YOUR TASK:
Which lines in the records below contain the word "come"? Pick out each of them and copy it in full.

** Begin INPUT **

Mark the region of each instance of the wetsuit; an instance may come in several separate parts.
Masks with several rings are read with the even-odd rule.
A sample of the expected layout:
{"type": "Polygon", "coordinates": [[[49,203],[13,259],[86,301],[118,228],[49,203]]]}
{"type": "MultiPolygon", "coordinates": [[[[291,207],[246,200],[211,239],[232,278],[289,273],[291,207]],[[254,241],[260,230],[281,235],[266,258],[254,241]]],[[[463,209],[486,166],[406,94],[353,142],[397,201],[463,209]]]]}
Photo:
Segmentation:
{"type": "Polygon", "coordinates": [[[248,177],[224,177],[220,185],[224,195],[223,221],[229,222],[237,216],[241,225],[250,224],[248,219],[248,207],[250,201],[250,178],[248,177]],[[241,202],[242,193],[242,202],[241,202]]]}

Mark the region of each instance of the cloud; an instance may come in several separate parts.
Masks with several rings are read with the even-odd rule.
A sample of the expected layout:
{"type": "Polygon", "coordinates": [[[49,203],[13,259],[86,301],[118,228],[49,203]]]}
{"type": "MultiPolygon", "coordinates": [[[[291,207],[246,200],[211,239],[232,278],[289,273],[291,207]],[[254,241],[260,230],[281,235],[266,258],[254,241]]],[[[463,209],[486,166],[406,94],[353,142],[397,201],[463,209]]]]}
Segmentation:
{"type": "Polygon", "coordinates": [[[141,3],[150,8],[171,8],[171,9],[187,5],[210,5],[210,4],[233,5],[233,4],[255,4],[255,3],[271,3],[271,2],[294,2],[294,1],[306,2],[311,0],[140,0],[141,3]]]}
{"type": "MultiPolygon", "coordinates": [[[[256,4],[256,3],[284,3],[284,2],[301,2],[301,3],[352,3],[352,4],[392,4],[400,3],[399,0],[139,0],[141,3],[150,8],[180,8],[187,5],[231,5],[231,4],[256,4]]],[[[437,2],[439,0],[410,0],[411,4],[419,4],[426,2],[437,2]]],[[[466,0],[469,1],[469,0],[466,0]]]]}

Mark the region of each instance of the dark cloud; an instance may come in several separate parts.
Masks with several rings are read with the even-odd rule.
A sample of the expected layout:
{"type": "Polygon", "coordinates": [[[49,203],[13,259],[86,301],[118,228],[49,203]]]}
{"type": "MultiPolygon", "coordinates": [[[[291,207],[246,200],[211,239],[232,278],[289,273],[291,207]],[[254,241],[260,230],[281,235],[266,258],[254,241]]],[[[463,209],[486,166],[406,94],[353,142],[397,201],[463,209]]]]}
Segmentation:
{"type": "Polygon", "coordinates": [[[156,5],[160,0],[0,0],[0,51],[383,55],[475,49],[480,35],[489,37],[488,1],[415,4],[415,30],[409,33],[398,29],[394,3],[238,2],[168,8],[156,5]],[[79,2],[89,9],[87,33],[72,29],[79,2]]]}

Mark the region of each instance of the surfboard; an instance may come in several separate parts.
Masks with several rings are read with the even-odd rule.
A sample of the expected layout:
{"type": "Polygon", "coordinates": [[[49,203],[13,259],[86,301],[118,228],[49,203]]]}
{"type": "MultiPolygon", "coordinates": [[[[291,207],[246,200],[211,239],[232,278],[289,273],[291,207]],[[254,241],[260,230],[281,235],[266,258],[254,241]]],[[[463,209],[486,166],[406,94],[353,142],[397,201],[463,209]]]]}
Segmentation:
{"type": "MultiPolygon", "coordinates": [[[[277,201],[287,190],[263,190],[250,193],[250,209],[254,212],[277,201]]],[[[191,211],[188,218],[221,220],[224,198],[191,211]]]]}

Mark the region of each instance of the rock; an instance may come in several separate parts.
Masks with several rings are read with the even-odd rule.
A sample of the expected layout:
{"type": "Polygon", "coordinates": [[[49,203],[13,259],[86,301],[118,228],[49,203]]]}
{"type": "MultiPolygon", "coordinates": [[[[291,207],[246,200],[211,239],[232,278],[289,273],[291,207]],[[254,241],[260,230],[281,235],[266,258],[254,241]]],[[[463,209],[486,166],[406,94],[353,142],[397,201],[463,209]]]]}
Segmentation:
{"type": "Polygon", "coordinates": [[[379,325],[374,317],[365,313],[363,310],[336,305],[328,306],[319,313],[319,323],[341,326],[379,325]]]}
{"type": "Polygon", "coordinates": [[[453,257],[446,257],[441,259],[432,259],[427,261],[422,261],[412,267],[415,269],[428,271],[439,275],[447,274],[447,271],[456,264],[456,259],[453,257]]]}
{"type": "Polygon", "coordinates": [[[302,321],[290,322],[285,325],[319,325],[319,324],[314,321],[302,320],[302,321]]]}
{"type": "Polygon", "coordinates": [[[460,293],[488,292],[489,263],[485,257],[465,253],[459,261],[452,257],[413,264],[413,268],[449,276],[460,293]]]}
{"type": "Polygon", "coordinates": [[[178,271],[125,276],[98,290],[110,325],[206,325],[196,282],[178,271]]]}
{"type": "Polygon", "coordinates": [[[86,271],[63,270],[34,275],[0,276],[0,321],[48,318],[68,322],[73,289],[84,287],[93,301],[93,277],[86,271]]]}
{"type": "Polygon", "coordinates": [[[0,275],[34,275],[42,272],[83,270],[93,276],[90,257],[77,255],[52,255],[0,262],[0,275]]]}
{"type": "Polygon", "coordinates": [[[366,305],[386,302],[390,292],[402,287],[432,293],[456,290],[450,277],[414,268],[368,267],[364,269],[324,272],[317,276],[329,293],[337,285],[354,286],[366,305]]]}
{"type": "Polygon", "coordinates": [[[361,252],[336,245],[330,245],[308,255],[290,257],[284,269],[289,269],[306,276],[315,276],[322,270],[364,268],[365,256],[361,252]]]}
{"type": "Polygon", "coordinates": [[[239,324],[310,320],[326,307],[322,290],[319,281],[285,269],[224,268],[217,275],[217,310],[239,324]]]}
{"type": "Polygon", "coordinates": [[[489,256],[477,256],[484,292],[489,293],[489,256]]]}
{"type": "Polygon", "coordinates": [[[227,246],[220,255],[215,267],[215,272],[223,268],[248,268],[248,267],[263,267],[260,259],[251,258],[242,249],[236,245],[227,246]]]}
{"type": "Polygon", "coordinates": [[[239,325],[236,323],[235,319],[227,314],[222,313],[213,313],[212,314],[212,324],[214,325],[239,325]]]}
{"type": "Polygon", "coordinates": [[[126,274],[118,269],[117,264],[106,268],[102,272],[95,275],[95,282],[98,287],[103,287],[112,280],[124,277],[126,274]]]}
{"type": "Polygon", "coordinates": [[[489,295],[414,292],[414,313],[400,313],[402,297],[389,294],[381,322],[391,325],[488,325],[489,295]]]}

** End INPUT **

TASK OUTPUT:
Mark the region of each instance of the wetsuit; an instance may come in several separate parts.
Mark the region of each instance of the cloud; an instance may come in several separate parts.
Mark the region of each instance of the dark cloud; an instance may come in several separate parts.
Mark the region of each instance of the surfboard; an instance may come in several separate parts.
Mark the region of each instance of the rock; an instance may come in several separate parts.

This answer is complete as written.